JAS HIJAU | Jangan Sekali-kali Hilangkan Jasa Ulama
Biografi K.H. Ahmad Shiddiq, Bintang Kejora NU dari Jember
Home » Biografi K.H. Ahmad Shiddiq, Bintang Kejora NU dari Jember

JAS HIJAU – K.H. Ahmad Shiddiq lahir di Jember pada hari Ahad Legi, 10 Rajab 1344 (tanggal 24 Januari 1926) dengan nama kecil Achmad Muhammad Hasan. Beliau adalah putera bungsu K.H. Shiddiq dari lbu Nyai H. Zaqiah (Nyai Maryam) binti K.H. Yusuf.
Pada usia 8 tahun, K.H. Ahmad Shiddiq ditinggal ayahnya. Dan sebelumnya, pada usia 4 tahun, ia sudah ditinggal ibu kandungnya yang wafat di tengah perjalanan di laut, ketika pulang dari menunaikan ibadah haji. Jadi, sejak usia anak-anak, K.H. Ahmad Shiddiq sudah yatim piatu. Karena itu, Kiai Mahfudz Shiddiq kebagian tugas mengasuhnya, sedangkan Kiai Halim Shiddiq mengasuh Abdullah yang masih berumur 10 tahun.

[Baris-baris dari dataset penunjukan]

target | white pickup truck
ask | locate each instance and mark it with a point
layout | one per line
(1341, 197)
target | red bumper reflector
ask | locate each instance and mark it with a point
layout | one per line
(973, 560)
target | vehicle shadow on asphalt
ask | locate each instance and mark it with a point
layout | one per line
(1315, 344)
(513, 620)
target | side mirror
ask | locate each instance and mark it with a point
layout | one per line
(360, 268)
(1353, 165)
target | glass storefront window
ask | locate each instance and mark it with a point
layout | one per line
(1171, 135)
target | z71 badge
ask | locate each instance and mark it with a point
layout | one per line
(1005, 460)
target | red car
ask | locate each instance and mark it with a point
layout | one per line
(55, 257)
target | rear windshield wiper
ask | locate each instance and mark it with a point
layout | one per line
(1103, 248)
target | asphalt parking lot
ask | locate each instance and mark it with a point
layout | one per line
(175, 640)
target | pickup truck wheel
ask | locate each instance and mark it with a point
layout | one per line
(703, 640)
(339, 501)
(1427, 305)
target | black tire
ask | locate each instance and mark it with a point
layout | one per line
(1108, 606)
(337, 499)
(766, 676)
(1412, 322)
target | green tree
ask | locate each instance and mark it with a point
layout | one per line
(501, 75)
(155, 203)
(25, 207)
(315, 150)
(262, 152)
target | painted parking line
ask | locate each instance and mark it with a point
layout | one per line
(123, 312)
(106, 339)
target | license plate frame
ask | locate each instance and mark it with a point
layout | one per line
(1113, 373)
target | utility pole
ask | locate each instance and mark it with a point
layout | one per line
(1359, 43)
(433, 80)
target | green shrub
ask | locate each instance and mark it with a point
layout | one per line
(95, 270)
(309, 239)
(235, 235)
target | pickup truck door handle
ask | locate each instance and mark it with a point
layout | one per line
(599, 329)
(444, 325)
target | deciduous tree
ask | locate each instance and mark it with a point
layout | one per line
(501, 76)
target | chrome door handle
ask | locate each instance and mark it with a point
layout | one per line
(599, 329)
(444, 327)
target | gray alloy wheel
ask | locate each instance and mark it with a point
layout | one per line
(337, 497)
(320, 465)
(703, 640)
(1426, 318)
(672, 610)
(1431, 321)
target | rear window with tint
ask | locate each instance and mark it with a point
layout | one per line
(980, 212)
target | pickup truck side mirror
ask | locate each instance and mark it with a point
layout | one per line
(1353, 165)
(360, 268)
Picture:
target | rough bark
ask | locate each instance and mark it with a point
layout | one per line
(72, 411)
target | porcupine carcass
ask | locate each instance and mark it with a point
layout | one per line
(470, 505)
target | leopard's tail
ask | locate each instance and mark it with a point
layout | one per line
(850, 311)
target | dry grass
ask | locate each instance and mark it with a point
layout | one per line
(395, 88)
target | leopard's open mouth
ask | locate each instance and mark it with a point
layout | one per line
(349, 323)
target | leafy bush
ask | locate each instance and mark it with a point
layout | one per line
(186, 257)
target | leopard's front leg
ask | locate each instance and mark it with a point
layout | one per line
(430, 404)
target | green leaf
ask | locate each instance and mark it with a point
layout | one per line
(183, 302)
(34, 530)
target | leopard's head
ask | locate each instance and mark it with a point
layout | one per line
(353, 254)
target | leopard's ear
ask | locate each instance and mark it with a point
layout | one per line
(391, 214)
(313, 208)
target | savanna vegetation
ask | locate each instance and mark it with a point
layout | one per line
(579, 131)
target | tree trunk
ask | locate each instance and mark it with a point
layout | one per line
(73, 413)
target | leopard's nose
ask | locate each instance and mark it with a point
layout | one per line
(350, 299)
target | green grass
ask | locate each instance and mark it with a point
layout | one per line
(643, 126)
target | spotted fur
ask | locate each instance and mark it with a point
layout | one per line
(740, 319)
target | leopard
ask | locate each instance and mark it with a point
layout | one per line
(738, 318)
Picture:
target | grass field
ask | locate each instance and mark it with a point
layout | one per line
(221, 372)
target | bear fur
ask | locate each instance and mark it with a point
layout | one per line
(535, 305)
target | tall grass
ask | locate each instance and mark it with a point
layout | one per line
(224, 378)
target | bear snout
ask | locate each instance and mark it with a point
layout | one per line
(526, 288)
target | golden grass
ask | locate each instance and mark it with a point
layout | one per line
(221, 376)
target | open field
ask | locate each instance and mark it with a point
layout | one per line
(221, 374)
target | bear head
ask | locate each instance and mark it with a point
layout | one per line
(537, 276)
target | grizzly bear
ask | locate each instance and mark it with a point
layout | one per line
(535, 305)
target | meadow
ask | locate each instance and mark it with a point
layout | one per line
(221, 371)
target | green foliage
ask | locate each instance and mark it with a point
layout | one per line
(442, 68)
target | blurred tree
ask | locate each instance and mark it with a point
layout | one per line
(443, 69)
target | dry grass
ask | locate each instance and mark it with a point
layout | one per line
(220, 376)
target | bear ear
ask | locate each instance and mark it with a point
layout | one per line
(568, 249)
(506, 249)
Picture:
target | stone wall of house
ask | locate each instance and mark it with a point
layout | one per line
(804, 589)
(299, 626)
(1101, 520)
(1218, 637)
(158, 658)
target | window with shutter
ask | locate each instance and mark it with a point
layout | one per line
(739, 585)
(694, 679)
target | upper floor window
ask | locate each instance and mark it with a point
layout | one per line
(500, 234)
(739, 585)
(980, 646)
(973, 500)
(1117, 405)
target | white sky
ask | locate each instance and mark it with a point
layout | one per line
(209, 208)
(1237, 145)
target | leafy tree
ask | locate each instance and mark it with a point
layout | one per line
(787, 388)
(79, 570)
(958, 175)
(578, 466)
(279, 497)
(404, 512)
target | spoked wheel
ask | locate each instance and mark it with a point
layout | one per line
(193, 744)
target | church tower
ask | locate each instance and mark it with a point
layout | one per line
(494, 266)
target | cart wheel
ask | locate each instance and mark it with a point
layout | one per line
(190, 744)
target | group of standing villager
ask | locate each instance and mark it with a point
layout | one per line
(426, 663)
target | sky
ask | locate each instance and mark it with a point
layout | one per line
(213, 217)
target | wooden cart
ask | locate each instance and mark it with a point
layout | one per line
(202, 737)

TUGAS YANG DIKERJAKAN ->
**1.** Jawablah pertanyaan berikut berdasarkan biografi K.H. Ahmad Shiddiq.
(a) Pada tanggal Masehi berapa K.H. Ahmad Shiddiq lahir?
(b) Siapa nama kecil K.H. Ahmad Shiddiq?
(c) Siapa yang mengasuh Abdullah?
**2.** Menurut biografi K.H. Ahmad Shiddiq, mengapa Kiai Mahfudz Shiddiq mendapat tugas mengasuhnya? Jelaskan dalam satu sampai tiga kalimat.
**3.** Terjemahkan kalimat "Jadi, sejak usia anak-anak, K.H. Ahmad Shiddiq sudah yatim piatu." dari biografi K.H. Ahmad Shiddiq ke dalam bahasa Inggris.

HASIL BERURUTAN ->
**1.**
(a) 24 Januari 1926
(b) Achmad Muhammad Hasan
(c) Kiai Halim Shiddiq

**2.** Sejak usia anak-anak, K.H. Ahmad Shiddiq sudah yatim piatu. Ibunya wafat ketika ia berusia 4 tahun, di tengah perjalanan di laut sepulang menunaikan ibadah haji, dan ayahnya wafat ketika ia berusia 8 tahun.

**3.** So, from childhood, K.H. Ahmad Shiddiq was already an orphan.